* Aufgabe A *
In welchem Jahr wurde das Bregenzerwälderhaus des „Adler“ in Schoppernau laut dem Quellenauszug erstmals urkundlich erwähnt?
* Aufgabe B *
Schreibe den Text über den Gasthof „Adler“ in Schoppernau im Anschluss an seinen letzten Satz weiter.

* Quellenauszug *
Der große Speisesaal des „Adler“ in Schoppernau ist mehr als 150 Jahre alt,
sein Wellnessbereich erst drei, sein rückwärtiger Trakt rund dreißig.
Dieses immer wieder Um- bzw. Weiterbauen – zuletzt durch Albert Moosbrugger – führt vor,
wie stimmig eine Symbiose aus Alt und Neu sein kann.

Text: Edith Schlocker | Fotos: Adolf Bereuter

Der „Adler“ in Schoppernau soll ein Gasthaus für alle sein. Für die Einheimischen genauso wie für die Gäste von außerhalb. Doch die Konkurrenz schläft nicht. Die Ansprüche der internationalen Klientel werden immer höher, ohne einen Wellnessbereich könne man kaum mehr mithalten, sind sich die vor einigen Jahren in den Familienbetrieb eingestiegene Sandra Muxel, Tochter des kochenden Seniorchefs Willi Muxel und ihr „für die Zahlen zuständiger“ Partner Simon Leiter einig. Da hilft selbst ein noch so schönes altes Haus nichts. Wie das prächtige, 1738 erstmals urkundlich erwähnte, komplett verschindelte Bregenzerwälderhaus, das sich vom Bauernhof, in dem auch Gäste bewirtet wurden, stufenweise zum Hotel gemausert hat, wie es heute dasteht. Mitten im Ort und trotz der engen Nachbarschaften doch so etwas wie eine in sich geschlossene Oase.

* Bereitgestellte Angaben *
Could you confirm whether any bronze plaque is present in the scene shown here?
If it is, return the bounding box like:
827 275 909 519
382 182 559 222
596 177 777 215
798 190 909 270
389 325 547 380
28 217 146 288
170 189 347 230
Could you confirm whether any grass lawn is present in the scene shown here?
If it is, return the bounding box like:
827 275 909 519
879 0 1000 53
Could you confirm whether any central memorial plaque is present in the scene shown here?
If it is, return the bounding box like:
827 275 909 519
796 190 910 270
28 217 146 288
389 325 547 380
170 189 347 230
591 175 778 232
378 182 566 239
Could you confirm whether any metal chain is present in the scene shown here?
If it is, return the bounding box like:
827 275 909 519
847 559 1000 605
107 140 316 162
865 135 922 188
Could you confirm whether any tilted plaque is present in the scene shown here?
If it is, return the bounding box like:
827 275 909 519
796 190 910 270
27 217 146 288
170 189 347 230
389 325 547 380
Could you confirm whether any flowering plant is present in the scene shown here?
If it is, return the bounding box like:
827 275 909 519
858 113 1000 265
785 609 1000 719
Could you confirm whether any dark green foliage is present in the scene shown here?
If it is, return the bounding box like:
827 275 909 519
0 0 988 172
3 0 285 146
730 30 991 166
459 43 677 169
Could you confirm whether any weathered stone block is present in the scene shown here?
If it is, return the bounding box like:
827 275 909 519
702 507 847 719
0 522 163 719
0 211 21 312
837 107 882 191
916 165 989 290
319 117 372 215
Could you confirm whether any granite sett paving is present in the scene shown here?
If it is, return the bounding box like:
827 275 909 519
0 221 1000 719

* Ergebnis A *
1738

* Ergebnis B *
Dass der „Adler“ immer wieder um- bzw. weitergebaut worden ist, sieht man ihm schon von außen an. Ist die Anmutung des Trakts, der vor etwa 30 Jahren rückseitig an das Haus angedockt worden ist, doch komplett anders als das etwa gleichzeitig mit viel Gespür sanierte Erdgeschoß des Bestandsgebäudes. Von außen kaum wahrnehmbar sind die Eingriffe bei der jüngsten Sanierung. Die die Muxels in die Hände von Albert Moosbrugger (firm Architekten) gelegt hat. Der als gebürtiger Schoppernauer den „Adler“ sozusagen „schon immer“ kennt. Was nicht unbedingt von Vorteil sein muss, in diesem Fall aber ohne Zweifel ist.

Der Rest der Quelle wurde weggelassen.